▶ _PAGE_:
****************************************

[antlr-interest] Lexer matching non-matching rule

Fri May 15 05:03:16 PDT 2009

Sorry if this is a stupid question, but if it is I hope it has a quick
stupid answer.

My ANTLR-generated lexer protests about unexpected characters in a
situation where it could have matched the input with other rules. My
understanding of ANTLR and other tools that generate lexers is that it
should use the rule that matches the most from the input, but here it
seems to pick a rule that does NOT match the input. Why does it do that?

Here is a pretty much minimal example that produces the problem:

=======================================================================
grammar Y;
options { output=AST; }

file
    : IDENT DOT EOF
    ;

IDENT:          ('a'..'z' | 'A'..'Z')+;
DOT:            '.';
WHITESPACE:     ('\f' | '\n' | '\r' | '\t' | ' ')+
                { $channel = HIDDEN; };

URL:            ('a'..'z') ('a'..'z' | '0'..'9' | '+' | '-' | '.')* ':'
                ~('\f' | '\n' | '\r' | '\t' | ' ')*;
=======================================================================

Here is a sample input:

=======================================================================
foo.

****************************************

▶ _EXERCISE INSTRUCTIONS_:
- 1) Say whether each statement below agrees with the ANTLR lexer post, answering yes or no and quoting the words of the post that decide it. (a) The example grammar sets its output option to AST. (b) The WHITESPACE rule places whitespace on the hidden channel. (c) The writer says the lexer appears to pick a rule that matches the input.
- 2) Carry the ANTLR lexer post forward from the point where it stops.

****************************************

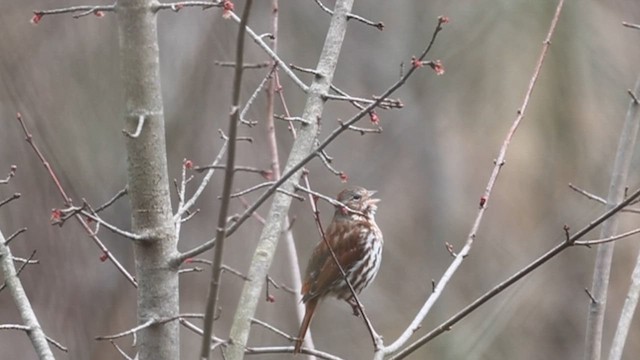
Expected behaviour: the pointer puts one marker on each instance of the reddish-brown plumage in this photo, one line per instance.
(357, 242)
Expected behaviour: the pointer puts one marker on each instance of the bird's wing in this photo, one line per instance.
(344, 238)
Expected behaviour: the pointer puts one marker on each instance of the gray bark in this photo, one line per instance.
(302, 147)
(148, 181)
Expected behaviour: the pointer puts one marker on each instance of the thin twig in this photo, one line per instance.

****************************************

▶ _ANSWERS FOR THIS EXERCISE_:
- 1)
(a) Yes: "options { output=AST; }"
(b) Yes: "{ $channel = HIDDEN; };"
(c) No: "but here it seems to pick a rule that does NOT match the input"

- 2)
=======================================================================

I get the following complaint when using the lexer + parser:

line 1:4 mismatched character '\n' expecting ':'

But if I remove the URL lexer rule (which is not used by the parser),
the sample goes through just fine.

Can somebody explain this? Should not the lexer just bail out of the
URL rule when the input does not match it?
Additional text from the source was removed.